▸ WHAT IS BEING ASKED
Copy every line of the items below that contains the word "fabric".

------------------------------

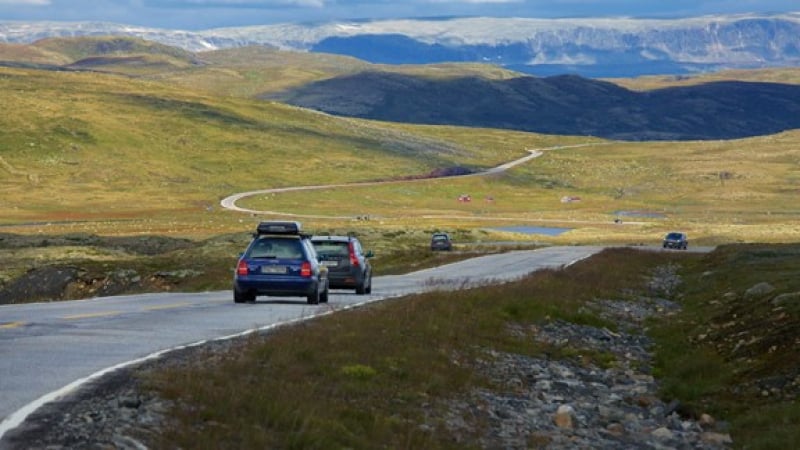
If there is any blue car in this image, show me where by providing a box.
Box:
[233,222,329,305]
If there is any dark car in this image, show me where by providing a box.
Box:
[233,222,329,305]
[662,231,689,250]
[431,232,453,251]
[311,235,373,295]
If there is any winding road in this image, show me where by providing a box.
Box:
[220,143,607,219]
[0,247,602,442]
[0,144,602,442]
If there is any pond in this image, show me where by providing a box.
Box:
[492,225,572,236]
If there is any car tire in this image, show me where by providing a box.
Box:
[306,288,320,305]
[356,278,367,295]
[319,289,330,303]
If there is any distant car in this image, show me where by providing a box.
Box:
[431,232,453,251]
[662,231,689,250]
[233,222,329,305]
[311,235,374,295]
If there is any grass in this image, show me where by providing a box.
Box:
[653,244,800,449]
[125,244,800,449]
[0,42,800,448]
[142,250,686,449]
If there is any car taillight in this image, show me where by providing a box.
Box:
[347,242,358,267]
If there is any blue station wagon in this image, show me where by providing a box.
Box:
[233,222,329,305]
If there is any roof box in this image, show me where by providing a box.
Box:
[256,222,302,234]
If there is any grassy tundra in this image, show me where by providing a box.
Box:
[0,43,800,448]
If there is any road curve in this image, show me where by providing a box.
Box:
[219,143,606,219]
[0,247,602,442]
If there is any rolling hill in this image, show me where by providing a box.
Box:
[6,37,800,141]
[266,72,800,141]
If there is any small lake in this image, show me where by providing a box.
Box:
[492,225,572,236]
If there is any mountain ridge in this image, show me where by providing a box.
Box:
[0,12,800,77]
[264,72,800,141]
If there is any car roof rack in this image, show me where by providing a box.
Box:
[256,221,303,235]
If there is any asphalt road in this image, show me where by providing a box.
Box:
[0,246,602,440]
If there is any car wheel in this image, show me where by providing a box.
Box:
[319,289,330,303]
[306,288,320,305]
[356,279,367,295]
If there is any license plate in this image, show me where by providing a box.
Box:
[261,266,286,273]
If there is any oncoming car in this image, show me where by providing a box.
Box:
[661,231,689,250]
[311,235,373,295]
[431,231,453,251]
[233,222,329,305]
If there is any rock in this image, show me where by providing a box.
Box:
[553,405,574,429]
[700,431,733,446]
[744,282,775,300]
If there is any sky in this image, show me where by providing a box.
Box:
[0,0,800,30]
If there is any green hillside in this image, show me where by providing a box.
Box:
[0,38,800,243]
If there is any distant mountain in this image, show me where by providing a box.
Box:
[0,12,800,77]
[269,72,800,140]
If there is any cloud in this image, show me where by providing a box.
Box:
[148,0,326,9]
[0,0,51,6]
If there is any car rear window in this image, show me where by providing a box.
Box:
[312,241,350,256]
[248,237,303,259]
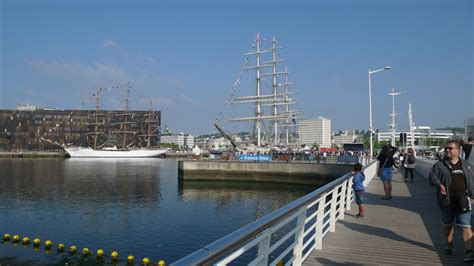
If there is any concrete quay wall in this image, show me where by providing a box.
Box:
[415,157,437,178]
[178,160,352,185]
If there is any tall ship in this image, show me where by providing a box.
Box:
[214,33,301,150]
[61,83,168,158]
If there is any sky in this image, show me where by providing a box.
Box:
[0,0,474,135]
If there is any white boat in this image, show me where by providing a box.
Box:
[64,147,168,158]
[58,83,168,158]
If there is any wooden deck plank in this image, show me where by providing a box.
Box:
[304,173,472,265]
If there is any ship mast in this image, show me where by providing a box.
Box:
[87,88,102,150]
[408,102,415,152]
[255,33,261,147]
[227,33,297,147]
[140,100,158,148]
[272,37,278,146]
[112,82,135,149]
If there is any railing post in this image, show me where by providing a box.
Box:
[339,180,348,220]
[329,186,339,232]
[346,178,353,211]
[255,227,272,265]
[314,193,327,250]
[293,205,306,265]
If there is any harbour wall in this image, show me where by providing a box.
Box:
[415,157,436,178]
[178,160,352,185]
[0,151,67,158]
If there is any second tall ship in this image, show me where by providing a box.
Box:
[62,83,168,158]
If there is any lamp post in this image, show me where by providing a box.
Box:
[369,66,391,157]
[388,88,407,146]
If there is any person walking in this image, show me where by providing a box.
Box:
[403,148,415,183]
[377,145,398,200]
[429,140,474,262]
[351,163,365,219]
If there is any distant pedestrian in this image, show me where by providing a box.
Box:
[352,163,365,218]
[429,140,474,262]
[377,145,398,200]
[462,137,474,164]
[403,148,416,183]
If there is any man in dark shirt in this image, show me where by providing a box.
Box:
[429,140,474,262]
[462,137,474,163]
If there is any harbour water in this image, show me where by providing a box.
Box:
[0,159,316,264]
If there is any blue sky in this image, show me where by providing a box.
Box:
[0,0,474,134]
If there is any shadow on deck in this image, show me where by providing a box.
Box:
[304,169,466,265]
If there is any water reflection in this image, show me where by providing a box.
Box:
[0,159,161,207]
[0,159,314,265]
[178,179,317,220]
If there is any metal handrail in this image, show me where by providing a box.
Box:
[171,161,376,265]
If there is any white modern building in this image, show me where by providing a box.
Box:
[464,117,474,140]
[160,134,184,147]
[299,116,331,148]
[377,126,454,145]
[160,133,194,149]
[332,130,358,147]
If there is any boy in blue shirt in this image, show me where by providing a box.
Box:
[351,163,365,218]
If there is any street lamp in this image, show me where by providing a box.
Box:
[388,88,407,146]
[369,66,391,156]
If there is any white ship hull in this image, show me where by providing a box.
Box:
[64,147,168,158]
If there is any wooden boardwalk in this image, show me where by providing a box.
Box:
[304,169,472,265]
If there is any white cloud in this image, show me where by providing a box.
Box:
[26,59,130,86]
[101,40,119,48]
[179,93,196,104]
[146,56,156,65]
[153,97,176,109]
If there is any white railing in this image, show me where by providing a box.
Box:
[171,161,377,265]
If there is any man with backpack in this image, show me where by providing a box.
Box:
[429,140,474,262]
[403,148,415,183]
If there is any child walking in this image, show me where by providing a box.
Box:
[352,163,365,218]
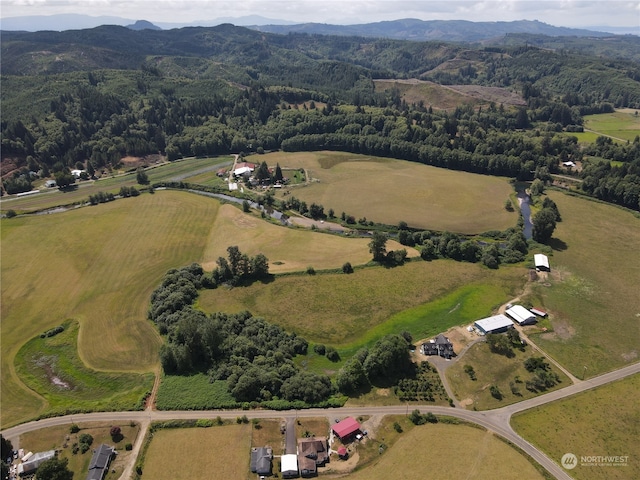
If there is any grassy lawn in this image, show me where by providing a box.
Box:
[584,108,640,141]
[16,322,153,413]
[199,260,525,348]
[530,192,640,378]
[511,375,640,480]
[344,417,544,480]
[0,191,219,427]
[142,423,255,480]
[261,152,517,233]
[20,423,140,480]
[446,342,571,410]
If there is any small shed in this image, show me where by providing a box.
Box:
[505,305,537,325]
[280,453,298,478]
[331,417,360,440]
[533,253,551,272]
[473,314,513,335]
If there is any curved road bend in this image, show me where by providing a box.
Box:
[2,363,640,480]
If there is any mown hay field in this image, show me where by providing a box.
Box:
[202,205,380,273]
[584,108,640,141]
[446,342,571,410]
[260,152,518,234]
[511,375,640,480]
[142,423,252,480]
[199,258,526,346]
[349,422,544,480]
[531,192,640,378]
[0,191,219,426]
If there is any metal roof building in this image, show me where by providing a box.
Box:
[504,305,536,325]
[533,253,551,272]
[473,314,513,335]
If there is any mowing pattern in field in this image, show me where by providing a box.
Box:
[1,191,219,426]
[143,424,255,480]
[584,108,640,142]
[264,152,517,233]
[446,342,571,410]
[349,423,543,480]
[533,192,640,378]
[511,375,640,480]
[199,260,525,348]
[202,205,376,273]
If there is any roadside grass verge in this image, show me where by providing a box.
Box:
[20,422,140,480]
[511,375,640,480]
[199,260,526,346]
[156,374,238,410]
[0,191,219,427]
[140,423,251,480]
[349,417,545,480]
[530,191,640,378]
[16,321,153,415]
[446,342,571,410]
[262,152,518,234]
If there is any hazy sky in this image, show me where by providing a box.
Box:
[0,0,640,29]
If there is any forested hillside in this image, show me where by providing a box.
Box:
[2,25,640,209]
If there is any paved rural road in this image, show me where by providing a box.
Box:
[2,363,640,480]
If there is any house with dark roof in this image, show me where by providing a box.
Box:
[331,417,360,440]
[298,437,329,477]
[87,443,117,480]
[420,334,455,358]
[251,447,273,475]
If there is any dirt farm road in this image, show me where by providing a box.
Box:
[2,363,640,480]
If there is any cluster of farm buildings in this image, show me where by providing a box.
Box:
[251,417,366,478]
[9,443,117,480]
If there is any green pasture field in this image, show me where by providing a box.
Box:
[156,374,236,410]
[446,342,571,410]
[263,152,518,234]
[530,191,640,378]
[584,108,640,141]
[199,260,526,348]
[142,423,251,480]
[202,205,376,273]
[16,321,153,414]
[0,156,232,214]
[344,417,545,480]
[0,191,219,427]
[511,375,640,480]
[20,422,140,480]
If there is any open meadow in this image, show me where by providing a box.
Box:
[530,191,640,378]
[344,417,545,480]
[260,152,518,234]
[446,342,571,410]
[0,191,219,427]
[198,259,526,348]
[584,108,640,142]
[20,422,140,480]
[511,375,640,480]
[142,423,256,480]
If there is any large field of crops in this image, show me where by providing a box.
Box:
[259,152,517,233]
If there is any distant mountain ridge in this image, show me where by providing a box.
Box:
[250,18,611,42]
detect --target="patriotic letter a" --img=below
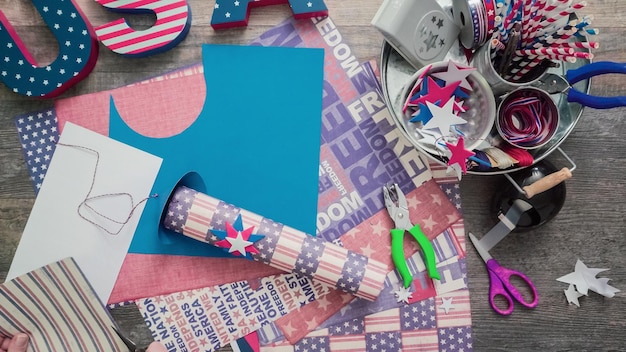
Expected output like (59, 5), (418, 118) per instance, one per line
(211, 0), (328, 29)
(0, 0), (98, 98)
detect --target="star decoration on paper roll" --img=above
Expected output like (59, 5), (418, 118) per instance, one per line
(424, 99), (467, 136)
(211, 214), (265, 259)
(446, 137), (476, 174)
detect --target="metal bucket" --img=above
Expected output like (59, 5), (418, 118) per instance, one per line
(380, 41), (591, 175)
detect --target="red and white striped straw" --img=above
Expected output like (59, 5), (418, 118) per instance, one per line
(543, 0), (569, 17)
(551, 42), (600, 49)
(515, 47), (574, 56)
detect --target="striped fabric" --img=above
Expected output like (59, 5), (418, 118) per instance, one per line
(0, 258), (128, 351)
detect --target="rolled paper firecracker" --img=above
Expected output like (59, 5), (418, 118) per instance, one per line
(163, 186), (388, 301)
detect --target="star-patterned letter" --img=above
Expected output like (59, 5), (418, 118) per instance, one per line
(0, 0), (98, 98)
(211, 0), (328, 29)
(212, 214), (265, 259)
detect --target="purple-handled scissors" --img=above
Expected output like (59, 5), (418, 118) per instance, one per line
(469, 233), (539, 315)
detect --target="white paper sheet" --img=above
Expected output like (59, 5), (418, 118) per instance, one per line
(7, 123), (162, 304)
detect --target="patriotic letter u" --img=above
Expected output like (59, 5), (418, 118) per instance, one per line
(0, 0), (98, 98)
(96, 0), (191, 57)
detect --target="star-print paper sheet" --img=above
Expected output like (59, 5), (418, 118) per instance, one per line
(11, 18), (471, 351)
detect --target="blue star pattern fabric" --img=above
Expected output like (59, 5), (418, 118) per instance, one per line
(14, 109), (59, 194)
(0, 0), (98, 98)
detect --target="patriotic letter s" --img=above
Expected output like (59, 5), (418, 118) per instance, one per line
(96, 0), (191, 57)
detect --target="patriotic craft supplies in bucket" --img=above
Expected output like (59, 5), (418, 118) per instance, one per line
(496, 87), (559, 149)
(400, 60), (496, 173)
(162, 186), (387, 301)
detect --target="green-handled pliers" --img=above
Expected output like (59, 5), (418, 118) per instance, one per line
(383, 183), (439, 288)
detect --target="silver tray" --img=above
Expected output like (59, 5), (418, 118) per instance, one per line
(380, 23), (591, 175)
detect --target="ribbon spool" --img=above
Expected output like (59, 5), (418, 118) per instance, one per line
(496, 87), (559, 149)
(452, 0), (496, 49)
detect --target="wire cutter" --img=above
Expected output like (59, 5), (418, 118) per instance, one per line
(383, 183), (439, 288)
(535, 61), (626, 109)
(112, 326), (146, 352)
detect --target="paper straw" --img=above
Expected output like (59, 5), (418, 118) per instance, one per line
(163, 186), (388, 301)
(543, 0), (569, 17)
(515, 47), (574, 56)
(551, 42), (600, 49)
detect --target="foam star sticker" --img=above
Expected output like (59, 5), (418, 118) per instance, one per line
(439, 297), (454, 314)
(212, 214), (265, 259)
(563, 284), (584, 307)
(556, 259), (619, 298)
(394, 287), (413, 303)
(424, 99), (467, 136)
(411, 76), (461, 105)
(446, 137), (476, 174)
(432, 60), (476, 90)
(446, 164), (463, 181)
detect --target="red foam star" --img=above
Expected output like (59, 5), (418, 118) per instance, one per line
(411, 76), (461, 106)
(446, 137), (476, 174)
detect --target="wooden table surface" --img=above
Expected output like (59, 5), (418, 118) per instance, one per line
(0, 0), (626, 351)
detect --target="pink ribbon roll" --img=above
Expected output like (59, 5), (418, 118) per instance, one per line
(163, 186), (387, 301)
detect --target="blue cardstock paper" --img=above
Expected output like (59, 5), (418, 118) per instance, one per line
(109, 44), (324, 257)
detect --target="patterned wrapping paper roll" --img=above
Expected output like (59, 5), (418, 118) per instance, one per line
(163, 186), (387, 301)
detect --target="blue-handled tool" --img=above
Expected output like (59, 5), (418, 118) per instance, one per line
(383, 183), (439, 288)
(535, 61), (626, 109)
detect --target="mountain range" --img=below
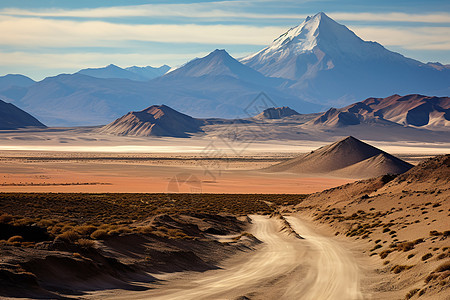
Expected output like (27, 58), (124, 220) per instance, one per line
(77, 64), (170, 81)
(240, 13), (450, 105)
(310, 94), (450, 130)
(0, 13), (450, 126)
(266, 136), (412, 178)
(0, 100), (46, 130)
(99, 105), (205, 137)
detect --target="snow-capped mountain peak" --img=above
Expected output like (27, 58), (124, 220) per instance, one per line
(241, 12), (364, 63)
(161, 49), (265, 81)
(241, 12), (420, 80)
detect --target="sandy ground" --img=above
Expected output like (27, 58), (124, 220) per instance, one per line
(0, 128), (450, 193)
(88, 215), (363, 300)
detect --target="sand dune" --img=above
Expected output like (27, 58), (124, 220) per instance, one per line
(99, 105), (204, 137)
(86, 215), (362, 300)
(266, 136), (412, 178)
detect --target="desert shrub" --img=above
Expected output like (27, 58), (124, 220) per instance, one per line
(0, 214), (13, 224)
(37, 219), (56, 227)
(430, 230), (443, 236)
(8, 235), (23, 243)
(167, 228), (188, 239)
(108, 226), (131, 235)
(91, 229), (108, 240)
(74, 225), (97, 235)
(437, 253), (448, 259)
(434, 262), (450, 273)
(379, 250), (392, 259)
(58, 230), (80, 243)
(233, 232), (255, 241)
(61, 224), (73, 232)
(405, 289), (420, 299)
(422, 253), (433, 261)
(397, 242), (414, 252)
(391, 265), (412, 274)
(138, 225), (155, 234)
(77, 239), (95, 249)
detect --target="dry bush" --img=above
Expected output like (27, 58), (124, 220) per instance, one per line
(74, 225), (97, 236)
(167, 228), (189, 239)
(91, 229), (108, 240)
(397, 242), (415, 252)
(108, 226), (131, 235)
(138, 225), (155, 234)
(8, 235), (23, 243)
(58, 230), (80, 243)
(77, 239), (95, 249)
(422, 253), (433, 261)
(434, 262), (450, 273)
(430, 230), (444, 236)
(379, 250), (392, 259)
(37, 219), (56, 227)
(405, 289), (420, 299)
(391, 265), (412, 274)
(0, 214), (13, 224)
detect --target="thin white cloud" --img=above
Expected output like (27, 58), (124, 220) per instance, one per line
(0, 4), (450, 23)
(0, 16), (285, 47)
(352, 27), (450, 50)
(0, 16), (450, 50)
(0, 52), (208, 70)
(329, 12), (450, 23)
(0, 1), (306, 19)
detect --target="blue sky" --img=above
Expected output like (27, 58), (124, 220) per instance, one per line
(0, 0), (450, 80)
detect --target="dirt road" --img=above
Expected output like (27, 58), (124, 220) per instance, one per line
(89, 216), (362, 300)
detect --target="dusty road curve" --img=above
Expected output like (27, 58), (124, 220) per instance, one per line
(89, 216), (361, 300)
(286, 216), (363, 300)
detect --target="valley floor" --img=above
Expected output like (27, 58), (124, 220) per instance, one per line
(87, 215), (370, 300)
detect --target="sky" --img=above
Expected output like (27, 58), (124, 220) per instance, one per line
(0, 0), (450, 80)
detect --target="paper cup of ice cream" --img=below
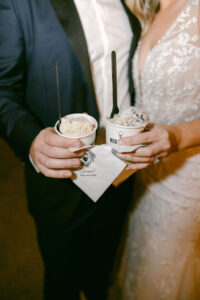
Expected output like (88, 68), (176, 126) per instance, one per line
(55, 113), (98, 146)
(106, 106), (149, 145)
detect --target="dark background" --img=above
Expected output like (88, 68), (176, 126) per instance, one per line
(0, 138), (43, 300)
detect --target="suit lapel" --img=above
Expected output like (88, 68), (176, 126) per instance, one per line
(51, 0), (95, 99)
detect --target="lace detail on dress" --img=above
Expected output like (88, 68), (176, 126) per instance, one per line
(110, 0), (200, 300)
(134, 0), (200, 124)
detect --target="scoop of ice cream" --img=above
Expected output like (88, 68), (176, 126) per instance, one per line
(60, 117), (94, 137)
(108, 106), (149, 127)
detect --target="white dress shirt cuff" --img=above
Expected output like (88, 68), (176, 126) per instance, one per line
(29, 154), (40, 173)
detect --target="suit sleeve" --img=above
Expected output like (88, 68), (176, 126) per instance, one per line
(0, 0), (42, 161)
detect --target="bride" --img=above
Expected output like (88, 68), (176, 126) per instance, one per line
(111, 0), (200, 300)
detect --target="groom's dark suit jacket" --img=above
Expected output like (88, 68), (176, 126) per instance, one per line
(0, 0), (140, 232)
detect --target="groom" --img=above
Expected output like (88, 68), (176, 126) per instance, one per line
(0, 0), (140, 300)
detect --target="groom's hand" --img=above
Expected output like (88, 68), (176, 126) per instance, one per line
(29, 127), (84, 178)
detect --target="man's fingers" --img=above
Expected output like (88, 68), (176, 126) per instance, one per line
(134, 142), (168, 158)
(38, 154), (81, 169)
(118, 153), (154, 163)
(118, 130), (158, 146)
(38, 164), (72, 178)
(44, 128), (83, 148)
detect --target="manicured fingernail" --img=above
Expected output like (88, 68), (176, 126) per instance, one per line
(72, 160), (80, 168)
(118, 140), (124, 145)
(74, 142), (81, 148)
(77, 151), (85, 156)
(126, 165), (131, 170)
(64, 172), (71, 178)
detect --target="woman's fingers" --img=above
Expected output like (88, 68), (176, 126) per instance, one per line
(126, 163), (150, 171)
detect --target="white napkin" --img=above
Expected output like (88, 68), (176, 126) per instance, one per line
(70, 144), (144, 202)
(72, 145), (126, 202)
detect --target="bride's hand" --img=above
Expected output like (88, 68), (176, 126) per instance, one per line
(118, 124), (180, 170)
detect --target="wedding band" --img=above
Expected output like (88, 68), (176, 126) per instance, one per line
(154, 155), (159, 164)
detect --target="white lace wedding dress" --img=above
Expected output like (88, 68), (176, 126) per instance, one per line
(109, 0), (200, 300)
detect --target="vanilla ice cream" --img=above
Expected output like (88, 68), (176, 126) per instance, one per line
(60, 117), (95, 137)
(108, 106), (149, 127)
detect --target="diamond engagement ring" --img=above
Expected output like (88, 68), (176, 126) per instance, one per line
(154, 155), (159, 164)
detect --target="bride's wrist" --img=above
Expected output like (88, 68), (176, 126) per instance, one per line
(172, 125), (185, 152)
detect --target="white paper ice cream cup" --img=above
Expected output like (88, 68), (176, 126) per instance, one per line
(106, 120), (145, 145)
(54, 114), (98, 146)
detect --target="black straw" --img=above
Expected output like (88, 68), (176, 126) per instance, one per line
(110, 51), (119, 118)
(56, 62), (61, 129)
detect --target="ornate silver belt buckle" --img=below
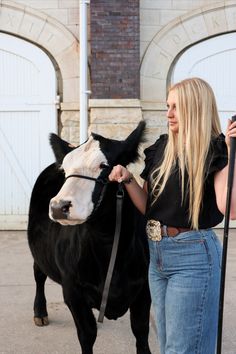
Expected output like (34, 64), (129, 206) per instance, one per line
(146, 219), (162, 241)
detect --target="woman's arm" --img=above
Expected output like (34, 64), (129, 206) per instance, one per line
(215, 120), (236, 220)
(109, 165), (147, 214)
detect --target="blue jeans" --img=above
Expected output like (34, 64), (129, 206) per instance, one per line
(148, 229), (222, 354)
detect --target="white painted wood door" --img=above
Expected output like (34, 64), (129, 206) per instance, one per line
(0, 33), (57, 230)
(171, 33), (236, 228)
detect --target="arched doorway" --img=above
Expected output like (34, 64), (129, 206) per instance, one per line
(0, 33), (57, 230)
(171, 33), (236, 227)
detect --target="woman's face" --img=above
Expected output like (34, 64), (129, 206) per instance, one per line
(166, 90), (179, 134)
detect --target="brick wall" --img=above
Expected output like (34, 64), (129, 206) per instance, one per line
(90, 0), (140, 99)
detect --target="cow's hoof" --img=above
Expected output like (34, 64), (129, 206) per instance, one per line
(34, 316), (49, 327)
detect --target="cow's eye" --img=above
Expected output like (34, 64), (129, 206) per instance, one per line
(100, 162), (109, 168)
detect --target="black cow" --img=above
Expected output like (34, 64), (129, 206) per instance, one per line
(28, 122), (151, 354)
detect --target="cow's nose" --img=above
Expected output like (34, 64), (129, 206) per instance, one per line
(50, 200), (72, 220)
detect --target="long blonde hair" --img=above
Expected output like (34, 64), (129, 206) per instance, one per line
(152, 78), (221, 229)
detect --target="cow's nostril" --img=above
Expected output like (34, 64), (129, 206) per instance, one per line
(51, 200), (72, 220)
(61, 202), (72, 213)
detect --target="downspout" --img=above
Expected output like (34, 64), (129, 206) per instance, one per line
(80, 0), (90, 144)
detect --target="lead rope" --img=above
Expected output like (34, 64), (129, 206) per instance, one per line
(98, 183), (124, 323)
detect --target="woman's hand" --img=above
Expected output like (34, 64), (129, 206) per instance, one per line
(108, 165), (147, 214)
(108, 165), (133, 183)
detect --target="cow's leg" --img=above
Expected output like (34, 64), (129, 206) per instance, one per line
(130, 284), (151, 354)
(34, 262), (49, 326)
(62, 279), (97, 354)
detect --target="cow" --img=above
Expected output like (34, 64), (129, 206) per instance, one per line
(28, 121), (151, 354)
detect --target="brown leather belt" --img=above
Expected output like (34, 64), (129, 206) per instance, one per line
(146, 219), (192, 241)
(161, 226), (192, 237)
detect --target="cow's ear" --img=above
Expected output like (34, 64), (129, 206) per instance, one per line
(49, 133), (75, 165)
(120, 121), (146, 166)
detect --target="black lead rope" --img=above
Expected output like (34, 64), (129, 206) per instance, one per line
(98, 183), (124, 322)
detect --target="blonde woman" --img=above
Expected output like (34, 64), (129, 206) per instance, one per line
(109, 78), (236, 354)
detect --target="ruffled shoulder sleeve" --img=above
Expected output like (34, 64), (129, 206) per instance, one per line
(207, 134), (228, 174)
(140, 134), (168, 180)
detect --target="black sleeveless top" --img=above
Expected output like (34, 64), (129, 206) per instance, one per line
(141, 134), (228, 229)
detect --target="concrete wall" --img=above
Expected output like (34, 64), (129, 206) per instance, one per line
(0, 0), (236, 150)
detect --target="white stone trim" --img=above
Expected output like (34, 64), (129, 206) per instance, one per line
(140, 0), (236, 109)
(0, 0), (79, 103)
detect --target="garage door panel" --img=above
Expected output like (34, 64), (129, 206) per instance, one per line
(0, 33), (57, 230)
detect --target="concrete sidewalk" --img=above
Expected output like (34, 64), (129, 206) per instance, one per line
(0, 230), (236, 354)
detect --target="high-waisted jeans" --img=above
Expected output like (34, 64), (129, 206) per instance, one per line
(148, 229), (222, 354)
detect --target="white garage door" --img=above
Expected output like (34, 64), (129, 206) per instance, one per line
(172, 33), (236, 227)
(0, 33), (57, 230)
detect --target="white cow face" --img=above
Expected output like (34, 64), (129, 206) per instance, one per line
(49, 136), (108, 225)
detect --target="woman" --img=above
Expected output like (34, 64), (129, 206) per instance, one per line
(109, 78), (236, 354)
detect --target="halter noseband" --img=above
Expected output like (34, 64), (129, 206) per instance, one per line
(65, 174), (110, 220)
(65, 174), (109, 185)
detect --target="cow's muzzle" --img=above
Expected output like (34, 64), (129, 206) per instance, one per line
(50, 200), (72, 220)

------------------------------

▸ EXERCISE RESULT
detect --target="striped fabric" --img=above
detect --target="blue star pattern fabric" --img=above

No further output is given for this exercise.